--- LISTED ENTRIES ---

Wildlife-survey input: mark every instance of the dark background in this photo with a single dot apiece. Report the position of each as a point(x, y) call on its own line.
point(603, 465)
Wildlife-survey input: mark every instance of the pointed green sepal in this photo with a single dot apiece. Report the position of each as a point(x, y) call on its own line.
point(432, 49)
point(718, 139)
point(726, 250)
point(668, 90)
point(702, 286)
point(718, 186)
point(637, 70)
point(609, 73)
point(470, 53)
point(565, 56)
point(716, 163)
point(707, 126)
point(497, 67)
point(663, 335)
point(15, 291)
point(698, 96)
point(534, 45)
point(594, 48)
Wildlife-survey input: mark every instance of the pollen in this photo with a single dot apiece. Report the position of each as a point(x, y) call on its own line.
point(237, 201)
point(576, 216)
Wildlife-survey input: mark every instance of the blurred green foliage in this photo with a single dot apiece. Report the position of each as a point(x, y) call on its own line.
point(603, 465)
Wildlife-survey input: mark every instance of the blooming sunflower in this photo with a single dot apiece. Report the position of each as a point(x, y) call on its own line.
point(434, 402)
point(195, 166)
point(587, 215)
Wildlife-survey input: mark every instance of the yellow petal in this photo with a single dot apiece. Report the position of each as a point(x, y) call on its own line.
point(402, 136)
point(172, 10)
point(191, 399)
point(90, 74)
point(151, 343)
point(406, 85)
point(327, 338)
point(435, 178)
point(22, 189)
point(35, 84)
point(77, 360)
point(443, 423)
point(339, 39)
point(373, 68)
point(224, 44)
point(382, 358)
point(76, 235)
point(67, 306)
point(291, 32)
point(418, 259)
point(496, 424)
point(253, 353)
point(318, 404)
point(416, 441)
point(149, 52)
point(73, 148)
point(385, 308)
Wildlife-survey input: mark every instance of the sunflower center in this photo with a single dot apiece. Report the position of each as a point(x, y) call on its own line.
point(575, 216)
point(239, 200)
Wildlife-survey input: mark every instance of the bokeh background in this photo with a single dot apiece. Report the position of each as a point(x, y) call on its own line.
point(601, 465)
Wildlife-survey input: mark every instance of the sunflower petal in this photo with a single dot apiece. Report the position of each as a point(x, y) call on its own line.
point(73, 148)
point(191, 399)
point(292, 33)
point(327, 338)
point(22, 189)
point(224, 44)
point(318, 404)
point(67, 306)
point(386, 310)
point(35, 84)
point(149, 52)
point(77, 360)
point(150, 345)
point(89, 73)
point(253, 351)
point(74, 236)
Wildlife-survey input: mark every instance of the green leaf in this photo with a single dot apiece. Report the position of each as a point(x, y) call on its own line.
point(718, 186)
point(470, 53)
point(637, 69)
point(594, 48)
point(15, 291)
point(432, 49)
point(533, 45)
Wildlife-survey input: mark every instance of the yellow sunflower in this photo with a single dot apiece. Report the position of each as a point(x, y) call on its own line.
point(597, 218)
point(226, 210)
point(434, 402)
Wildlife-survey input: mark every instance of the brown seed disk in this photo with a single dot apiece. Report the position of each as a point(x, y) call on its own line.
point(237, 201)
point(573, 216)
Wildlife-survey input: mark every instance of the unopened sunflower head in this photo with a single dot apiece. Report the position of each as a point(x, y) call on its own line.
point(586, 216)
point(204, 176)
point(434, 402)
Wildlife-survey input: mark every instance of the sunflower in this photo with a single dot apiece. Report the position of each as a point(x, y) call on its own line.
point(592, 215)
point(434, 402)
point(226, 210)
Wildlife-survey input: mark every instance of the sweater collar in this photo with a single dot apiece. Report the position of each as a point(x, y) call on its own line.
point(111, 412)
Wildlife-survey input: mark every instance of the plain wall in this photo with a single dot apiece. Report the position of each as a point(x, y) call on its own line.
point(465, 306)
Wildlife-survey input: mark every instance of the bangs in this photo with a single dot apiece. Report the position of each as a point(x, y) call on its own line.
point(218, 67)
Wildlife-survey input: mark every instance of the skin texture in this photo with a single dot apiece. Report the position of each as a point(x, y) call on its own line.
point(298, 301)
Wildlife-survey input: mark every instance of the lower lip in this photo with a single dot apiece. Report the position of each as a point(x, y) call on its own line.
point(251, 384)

---

### WHAT YOU NEED TO DO
Give every line of the records above as a Markdown table with the columns Row and Line, numbering the rows and leaving out blank lines.

### TASK ANSWER
| Row | Line |
|---|---|
| 1 | Wildlife-survey input: mark every instance of the dark background in this photo with a single dot apiece. Report the position of each as a point(x, y) call on its own line. |
| 2 | point(603, 465) |
| 3 | Wildlife-survey input: mark every instance of the pointed green sepal in this photo with a single dot apiece. Report the position of each as a point(x, y) call on its own line. |
| 4 | point(432, 49) |
| 5 | point(718, 139) |
| 6 | point(726, 250) |
| 7 | point(668, 90) |
| 8 | point(702, 286) |
| 9 | point(718, 186) |
| 10 | point(637, 70) |
| 11 | point(609, 73) |
| 12 | point(470, 53) |
| 13 | point(565, 56) |
| 14 | point(716, 163) |
| 15 | point(707, 126) |
| 16 | point(497, 67) |
| 17 | point(663, 335) |
| 18 | point(15, 291) |
| 19 | point(698, 96) |
| 20 | point(534, 45) |
| 21 | point(594, 48) |
| 22 | Wildlife-survey input: mark every instance of the pollen in this photo with a single dot apiece. Report the position of each as a point(x, y) call on its own line. |
| 23 | point(237, 201) |
| 24 | point(576, 216) |
| 25 | Wildlife-survey input: mark every instance of the blurred green foliage in this photo with a single dot apiece. Report the position of each as a point(x, y) call on its own line. |
| 26 | point(603, 465) |
| 27 | Wildlife-survey input: mark every instance of the blooming sunflower in this photo with a single dot apiece. Report the position of each as a point(x, y) call on its own line. |
| 28 | point(434, 402) |
| 29 | point(195, 166) |
| 30 | point(587, 215) |
| 31 | Wildlife-survey input: mark every instance of the yellow petal in this photo with a single dot apiece. Report the position of each as a point(x, y) call on its own line. |
| 32 | point(402, 136) |
| 33 | point(172, 10) |
| 34 | point(191, 399) |
| 35 | point(90, 74) |
| 36 | point(151, 343) |
| 37 | point(406, 85) |
| 38 | point(327, 338) |
| 39 | point(435, 178) |
| 40 | point(22, 189) |
| 41 | point(35, 84) |
| 42 | point(77, 360) |
| 43 | point(443, 423) |
| 44 | point(339, 39) |
| 45 | point(373, 68) |
| 46 | point(224, 44) |
| 47 | point(382, 358) |
| 48 | point(76, 235) |
| 49 | point(67, 306) |
| 50 | point(291, 32) |
| 51 | point(418, 259) |
| 52 | point(496, 424) |
| 53 | point(253, 353) |
| 54 | point(318, 404) |
| 55 | point(416, 441) |
| 56 | point(149, 52) |
| 57 | point(73, 148) |
| 58 | point(385, 308) |
| 59 | Wildlife-survey input: mark every instance of the sunflower center in this photo with a single dot apiece. Report the position of each as a point(x, y) call on its own line. |
| 60 | point(575, 216) |
| 61 | point(239, 200) |
| 62 | Wildlife-survey input: mark every instance of the bokeh background in this photo with a single dot apiece. Report the position of each as a point(x, y) call on its own line. |
| 63 | point(601, 465) |
| 64 | Wildlife-survey input: mark every instance of the sunflower petal in this photo with a single dot apiece. Report the position of each as a point(x, y) call on its own line. |
| 65 | point(73, 148) |
| 66 | point(191, 399) |
| 67 | point(292, 33) |
| 68 | point(327, 338) |
| 69 | point(22, 189) |
| 70 | point(224, 44) |
| 71 | point(318, 404) |
| 72 | point(67, 306) |
| 73 | point(386, 310) |
| 74 | point(35, 84) |
| 75 | point(149, 52) |
| 76 | point(77, 360) |
| 77 | point(150, 345) |
| 78 | point(89, 73) |
| 79 | point(253, 351) |
| 80 | point(74, 236) |
| 81 | Wildlife-survey input: mark every instance of the green leaf in this photo with a single dot apiece. Report the position of each as a point(x, y) call on its own line. |
| 82 | point(718, 186) |
| 83 | point(470, 53) |
| 84 | point(637, 69) |
| 85 | point(594, 48) |
| 86 | point(15, 291) |
| 87 | point(432, 49) |
| 88 | point(533, 45) |
| 89 | Wildlife-survey input: mark every instance of the yellow sunflower in this photo with a single dot apiece. Report the position of each as a point(x, y) call on its own line. |
| 90 | point(597, 218) |
| 91 | point(226, 210) |
| 92 | point(434, 402) |
| 93 | Wildlife-survey input: mark every instance of the brown seed disk in this photo with a single dot apiece. Report the position of each as a point(x, y) call on its own line. |
| 94 | point(237, 201) |
| 95 | point(573, 216) |
| 96 | Wildlife-survey input: mark every instance of the unopened sunflower head in this photo with a single dot apiece. Report the position of each as a point(x, y) call on its own line. |
| 97 | point(586, 216) |
| 98 | point(204, 176) |
| 99 | point(434, 402) |
| 100 | Wildlife-survey input: mark every instance of the sunflower in this photo with a single dot apiece. Report the position of each as a point(x, y) call on its own line. |
| 101 | point(592, 215) |
| 102 | point(434, 402) |
| 103 | point(226, 210) |
| 104 | Wildlife-survey input: mark every instance of the sweater collar in this photo with a single dot apiece. Report the position of each as a point(x, y) call on its own line. |
| 105 | point(111, 412) |
| 106 | Wildlife-survey input: mark every instance of the plain wall in this photo with a single dot apiece. Report the position of each as a point(x, y) call on its own line. |
| 107 | point(465, 306) |
| 108 | Wildlife-survey input: mark every instance of the bangs in this photo with a single dot apiece. Report the position of each as a point(x, y) call on its own line. |
| 109 | point(218, 67) |
| 110 | Wildlife-survey input: mark every instance of the skin texture in this photo with a single dot apiece. Report the position of each as a point(x, y) call on its own line. |
| 111 | point(298, 301) |
| 112 | Wildlife-survey input: mark every instance of the lower lip in this photo with a single dot apiece. Report the position of each as a point(x, y) call on its own line. |
| 113 | point(251, 384) |